- **WRITTEN INSTRUCTION**: Copy out, word for word, the lines of the material below, starting at the line that contains "man with white" and ending at the last line of the material, with both included.

Entries pointing to named objects:

------------

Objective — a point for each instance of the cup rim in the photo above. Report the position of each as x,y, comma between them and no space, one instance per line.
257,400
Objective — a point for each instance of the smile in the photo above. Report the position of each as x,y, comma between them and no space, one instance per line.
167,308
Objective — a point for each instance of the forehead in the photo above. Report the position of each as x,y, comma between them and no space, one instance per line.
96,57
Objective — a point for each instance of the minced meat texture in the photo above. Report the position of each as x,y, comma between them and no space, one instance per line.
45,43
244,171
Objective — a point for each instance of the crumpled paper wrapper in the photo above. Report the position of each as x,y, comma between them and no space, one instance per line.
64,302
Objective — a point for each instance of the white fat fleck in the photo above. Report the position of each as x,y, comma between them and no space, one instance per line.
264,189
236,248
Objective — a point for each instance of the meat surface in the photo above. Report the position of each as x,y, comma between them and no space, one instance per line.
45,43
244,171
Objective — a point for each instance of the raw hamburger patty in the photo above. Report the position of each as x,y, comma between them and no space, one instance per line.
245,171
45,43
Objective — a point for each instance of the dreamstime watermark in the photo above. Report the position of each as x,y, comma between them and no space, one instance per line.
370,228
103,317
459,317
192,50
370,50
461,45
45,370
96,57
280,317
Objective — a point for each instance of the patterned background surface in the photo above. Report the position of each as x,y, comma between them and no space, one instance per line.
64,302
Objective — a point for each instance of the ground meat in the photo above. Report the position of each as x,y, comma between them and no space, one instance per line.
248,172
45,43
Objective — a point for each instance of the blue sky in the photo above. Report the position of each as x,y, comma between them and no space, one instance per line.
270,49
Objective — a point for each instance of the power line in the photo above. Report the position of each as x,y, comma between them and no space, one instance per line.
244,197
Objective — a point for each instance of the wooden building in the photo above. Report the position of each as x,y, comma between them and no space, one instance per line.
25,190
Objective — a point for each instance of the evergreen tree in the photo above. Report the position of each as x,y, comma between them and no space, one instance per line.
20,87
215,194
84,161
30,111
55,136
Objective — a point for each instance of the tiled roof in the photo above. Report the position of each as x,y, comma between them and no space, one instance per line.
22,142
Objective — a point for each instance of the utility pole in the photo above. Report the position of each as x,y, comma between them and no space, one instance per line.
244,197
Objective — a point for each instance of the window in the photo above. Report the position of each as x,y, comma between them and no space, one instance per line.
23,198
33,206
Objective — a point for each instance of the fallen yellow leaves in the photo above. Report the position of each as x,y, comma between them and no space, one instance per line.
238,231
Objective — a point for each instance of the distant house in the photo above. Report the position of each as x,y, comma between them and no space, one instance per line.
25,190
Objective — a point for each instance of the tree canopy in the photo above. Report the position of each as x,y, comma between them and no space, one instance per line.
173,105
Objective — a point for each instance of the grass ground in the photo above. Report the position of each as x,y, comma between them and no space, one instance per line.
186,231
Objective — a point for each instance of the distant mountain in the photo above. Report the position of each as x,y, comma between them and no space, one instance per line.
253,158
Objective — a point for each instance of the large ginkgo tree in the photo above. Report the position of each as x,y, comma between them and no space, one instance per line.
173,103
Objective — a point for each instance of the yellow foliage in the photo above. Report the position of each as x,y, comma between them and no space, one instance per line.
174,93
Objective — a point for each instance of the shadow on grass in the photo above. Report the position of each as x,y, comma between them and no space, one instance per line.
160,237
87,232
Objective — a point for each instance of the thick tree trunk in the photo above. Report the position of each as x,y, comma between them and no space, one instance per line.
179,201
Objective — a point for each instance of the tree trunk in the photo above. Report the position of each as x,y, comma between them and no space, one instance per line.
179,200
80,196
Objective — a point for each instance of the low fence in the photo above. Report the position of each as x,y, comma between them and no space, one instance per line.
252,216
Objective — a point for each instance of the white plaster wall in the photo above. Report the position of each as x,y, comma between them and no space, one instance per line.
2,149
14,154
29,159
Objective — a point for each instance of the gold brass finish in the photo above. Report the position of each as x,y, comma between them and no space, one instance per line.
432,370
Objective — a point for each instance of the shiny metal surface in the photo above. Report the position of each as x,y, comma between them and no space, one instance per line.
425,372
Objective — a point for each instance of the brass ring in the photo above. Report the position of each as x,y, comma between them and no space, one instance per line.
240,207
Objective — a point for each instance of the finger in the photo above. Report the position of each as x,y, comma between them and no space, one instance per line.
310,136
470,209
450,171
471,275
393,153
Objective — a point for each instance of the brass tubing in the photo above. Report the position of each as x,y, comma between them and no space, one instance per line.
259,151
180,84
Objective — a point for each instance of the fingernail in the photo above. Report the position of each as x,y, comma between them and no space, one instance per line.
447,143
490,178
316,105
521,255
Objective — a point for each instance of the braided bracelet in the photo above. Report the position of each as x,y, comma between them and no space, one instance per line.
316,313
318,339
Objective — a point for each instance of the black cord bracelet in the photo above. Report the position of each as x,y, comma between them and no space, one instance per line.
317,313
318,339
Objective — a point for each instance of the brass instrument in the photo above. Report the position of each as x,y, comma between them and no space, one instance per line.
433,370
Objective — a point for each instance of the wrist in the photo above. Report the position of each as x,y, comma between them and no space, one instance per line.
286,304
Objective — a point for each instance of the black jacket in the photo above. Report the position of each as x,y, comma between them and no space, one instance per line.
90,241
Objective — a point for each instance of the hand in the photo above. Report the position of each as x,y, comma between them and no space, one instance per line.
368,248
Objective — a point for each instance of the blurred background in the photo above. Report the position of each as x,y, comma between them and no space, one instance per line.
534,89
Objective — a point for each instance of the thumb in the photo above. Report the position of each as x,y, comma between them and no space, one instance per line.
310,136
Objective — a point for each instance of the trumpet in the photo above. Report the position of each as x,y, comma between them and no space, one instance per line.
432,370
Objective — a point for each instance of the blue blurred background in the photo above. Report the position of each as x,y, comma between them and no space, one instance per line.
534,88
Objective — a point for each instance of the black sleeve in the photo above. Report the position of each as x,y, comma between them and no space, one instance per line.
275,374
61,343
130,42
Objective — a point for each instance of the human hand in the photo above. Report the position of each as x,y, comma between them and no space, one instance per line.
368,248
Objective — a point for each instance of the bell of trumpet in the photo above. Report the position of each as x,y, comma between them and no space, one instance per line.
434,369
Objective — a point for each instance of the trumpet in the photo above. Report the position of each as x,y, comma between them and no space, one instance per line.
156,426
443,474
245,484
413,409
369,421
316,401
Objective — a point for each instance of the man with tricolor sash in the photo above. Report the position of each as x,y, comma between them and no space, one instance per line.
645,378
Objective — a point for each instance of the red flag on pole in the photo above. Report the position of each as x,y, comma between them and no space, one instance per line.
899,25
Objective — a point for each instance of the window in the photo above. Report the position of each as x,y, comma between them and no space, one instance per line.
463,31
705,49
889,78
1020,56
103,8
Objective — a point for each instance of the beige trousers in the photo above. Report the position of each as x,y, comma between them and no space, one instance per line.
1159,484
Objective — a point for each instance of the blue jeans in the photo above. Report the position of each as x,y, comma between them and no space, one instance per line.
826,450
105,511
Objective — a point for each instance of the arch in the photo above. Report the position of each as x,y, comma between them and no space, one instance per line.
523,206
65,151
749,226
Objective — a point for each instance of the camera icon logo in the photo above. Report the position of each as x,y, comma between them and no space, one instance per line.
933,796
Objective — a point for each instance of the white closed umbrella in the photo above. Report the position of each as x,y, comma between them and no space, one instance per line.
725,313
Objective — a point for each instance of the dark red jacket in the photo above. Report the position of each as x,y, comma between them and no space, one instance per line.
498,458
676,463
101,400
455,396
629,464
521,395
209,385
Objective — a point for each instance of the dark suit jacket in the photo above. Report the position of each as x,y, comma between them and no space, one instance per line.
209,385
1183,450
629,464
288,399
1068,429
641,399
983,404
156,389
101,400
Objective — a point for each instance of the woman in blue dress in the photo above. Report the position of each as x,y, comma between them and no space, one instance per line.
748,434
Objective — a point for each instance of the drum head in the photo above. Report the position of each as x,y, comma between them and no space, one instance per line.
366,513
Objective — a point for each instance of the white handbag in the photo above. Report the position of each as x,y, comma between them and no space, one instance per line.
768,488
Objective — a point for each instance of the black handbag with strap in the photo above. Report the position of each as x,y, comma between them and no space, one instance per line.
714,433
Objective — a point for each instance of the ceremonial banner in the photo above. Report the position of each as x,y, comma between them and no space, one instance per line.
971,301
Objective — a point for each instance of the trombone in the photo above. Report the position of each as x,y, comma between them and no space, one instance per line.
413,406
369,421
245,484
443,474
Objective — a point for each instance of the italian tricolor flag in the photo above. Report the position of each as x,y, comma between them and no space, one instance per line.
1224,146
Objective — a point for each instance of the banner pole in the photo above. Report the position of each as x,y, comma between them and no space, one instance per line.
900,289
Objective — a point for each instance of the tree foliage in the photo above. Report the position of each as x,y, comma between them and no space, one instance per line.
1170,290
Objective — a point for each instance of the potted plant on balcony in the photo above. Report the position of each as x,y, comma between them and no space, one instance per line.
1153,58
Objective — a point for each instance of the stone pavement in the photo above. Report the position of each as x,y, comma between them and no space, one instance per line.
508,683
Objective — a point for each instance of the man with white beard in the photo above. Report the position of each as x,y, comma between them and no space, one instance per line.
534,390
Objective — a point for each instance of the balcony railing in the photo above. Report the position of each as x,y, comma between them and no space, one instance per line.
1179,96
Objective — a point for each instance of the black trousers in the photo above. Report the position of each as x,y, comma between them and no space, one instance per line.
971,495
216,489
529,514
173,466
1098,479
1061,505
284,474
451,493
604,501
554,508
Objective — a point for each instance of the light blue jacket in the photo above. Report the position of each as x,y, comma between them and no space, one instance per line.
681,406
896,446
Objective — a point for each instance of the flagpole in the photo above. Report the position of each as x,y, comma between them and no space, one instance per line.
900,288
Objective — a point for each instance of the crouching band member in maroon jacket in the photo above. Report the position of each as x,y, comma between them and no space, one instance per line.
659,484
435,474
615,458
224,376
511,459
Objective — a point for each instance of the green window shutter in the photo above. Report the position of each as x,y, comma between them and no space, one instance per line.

------------

- **SOLUTION TO THIS TASK**:
Objective — a point for each instance of the man with white beard in the photo above. Report the position of each as x,y, comma between them and no space, one instance per line.
534,390
Objective — a point for each instance of the balcony railing in the photo above. Report the position of each as x,y, comma between them and no space, one instance per line.
1179,96
Objective — a point for each instance of the black trousers in the photo above. Report the position of each as x,y, comma between them and no space, one instance per line.
971,495
216,489
529,514
173,466
1098,479
1061,505
284,474
451,493
604,501
554,508
Objective — a point for each instance of the light blue jacket in the photo above. Report the position of each as x,y, comma between them and no space, one instance per line.
681,406
896,446
Objective — a point for each instance of the flagpole in the photo above. Report the position of each as x,y, comma between them and no space, one instance per line.
900,288
Objective — a point for each instance of the crouching band member in maroon jacket in the photo above. Report the position of each as x,y, comma between them and no space, one instance per line.
659,484
435,474
615,458
224,376
511,459
Objective — a point for each instance of the green window shutter in the photo above. Report the position of each as x,y, comma between them and no space, one instance per line.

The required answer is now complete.